## Exercise directions
Using the pan-Raf abstract, explain why the authors chose to study the Raf complex in multiple myeloma. Answer in one to three sentences.

## Page text
*** Block opens ***

Pan-Raf co-operates with PI3K-dependent signalling and critically contributes to myeloma cell survival independently of mutated RAS.

Direct therapeutic targeting of oncogenic RAS is currently still impossible due to lack of suitable pharmacological inhibitors. Because specific blockade of druggable RAS effectors might represent an alternative treatment approach, we evaluated the role of the Raf complex for multiple myeloma (MM) pathobiology. We found frequent overexpression of the Raf isoforms (A-, B- and C-Raf) and downstream activation of MEK1,2/ERK1,2 in MM cells. Concomitant inhibition of all Raf isoforms (pan-Raf inhibition) by RNAi or pharmacological inhibitors was required to strongly induce apoptosis in human MM cell lines (HMCLs), in primary MM cells in vitro, and in a syngeneic MM mouse model in vivo. The anti-MM effect of pan-Raf inhibition did not correlate with the RAS mutation status, and functionally appeared to involve both MEK-dependent and -independent mechanisms. Furthermore, transcriptome analyses revealed that pan-Raf activity affects PI3K-dependent signalling, thus highlighting a functional link between the RAS/Raf and PI3K/mTOR/Akt pro-survival pathways. Accordingly, pharmacological inhibition of PI3K strongly enhanced the anti-MM effect of pan-Raf inhibition in MM cell lines and in primary MM cells in vitro and in vivo. Concomitant pan-Raf/PI3K inhibition was also effective in carfilzomib- and lenalidomide-resistant MM models underscoring that this attractive therapeutic anti-MM strategy is suitable for immediate clinical translation.

*** Block closes ***

## Given information
*** Block opens ***

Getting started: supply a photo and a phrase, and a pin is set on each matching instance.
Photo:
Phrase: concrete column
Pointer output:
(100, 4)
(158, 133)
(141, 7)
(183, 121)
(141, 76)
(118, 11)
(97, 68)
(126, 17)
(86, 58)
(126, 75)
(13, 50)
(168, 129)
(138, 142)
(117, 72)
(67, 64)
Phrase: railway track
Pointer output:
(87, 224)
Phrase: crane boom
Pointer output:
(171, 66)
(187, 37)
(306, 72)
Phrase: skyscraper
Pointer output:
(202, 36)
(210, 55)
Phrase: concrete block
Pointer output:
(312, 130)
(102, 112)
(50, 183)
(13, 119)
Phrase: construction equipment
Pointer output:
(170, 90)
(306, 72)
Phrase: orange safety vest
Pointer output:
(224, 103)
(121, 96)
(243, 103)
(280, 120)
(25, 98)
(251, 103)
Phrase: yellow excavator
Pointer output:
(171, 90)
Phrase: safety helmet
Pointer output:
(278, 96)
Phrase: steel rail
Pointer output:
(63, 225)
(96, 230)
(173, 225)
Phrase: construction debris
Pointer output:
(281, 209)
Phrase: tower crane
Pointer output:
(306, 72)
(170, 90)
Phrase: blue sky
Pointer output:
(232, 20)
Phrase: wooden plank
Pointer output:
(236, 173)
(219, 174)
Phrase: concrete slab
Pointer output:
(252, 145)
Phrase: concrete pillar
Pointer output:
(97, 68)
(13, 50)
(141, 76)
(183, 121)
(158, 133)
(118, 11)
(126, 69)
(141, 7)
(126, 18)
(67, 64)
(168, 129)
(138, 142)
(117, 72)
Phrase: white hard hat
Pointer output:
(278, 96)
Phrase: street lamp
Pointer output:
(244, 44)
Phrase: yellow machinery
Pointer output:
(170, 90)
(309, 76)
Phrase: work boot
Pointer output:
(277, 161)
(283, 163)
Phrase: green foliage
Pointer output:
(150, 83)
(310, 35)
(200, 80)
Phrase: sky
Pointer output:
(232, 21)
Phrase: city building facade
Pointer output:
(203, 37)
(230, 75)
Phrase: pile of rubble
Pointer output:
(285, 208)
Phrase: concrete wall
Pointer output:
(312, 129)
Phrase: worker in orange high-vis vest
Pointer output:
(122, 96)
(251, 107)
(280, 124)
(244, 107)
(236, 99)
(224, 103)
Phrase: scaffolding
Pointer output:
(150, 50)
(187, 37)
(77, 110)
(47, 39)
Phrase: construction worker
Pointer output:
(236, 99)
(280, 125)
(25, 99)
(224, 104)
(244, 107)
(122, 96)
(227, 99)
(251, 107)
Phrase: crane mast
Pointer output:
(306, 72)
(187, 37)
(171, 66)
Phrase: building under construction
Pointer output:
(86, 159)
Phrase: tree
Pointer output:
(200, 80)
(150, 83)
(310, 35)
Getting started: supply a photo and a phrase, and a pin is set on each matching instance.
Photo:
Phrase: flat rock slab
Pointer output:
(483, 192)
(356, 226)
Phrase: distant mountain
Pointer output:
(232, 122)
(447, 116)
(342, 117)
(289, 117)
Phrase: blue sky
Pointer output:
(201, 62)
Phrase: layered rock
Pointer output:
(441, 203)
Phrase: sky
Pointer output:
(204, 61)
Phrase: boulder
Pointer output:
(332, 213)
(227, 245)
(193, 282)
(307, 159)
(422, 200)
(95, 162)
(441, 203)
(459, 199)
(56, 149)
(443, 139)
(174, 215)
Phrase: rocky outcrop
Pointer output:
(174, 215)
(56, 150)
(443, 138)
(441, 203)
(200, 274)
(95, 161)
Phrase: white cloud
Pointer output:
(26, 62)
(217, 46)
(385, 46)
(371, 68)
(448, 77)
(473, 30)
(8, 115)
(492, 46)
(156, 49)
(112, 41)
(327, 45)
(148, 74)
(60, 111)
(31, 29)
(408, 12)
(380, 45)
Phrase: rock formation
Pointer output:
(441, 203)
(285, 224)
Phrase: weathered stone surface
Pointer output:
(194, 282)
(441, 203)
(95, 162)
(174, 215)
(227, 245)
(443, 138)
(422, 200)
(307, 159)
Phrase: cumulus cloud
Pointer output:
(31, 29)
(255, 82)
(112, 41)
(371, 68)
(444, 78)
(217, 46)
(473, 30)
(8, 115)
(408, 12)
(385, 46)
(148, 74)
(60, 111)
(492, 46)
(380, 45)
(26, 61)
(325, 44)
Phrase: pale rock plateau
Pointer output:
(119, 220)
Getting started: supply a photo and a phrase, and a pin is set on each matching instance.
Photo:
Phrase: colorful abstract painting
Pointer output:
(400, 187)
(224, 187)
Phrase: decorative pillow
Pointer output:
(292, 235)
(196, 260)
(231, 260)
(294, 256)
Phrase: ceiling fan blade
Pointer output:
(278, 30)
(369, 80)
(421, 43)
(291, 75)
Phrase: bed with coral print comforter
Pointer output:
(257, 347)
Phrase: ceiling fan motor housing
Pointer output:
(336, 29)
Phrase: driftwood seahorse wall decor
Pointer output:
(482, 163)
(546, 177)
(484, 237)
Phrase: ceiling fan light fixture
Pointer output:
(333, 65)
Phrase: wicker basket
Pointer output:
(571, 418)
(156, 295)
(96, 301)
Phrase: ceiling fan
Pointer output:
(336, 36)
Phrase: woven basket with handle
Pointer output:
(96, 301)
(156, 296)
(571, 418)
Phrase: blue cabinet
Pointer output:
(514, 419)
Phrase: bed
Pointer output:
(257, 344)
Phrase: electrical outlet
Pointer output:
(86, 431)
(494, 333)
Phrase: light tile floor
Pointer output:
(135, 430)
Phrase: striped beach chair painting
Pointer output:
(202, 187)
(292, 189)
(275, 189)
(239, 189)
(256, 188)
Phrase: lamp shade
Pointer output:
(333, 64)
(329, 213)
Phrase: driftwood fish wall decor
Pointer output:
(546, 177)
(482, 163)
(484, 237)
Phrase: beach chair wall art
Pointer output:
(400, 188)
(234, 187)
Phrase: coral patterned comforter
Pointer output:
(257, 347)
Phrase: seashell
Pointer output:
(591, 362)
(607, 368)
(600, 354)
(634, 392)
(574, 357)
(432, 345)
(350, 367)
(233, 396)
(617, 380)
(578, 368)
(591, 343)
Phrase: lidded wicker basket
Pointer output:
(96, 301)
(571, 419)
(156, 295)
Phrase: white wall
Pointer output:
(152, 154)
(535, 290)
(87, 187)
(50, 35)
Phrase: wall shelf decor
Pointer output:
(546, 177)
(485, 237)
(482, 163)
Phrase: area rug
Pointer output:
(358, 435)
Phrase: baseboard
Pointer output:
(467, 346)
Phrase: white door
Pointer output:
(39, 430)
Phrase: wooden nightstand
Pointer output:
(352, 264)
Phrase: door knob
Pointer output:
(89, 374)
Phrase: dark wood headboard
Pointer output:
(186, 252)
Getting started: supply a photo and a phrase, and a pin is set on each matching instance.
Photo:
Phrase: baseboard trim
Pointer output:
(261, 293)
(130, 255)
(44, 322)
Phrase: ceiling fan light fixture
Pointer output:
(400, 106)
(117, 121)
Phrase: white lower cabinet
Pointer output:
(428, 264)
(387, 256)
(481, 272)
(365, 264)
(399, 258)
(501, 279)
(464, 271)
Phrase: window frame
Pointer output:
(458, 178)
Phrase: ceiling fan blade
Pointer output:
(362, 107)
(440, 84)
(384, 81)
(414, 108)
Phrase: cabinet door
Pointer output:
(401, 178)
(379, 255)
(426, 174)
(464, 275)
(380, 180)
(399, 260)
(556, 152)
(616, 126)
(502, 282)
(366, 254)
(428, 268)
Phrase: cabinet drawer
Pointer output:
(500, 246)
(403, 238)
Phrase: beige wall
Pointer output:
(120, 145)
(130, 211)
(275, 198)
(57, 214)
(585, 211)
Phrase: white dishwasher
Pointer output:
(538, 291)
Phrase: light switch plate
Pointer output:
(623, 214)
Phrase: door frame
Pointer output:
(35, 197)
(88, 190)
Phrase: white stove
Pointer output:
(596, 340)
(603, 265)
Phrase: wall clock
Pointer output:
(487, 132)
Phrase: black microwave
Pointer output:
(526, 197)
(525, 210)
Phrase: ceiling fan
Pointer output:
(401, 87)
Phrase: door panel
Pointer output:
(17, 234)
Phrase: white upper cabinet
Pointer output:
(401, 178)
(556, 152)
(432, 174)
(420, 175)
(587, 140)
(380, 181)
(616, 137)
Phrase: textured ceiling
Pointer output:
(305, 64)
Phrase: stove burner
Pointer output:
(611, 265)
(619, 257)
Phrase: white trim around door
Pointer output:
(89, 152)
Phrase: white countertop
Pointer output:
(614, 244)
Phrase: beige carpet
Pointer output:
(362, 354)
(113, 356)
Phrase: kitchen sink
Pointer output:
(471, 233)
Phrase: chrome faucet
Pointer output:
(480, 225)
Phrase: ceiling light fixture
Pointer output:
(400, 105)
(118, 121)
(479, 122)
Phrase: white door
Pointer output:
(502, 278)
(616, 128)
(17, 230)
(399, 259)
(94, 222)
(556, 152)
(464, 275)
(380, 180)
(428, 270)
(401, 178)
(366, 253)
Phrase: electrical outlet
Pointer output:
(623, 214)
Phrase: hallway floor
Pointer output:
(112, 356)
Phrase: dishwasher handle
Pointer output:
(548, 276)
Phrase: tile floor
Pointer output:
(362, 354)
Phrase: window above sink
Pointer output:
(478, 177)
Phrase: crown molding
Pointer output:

*** Block closes ***

## Solution for this problem
Oncogenic RAS cannot yet be targeted directly because suitable pharmacological inhibitors are lacking. Specifically blocking druggable RAS effectors might offer an alternative treatment approach, so the authors evaluated the role of the Raf complex in multiple myeloma pathobiology.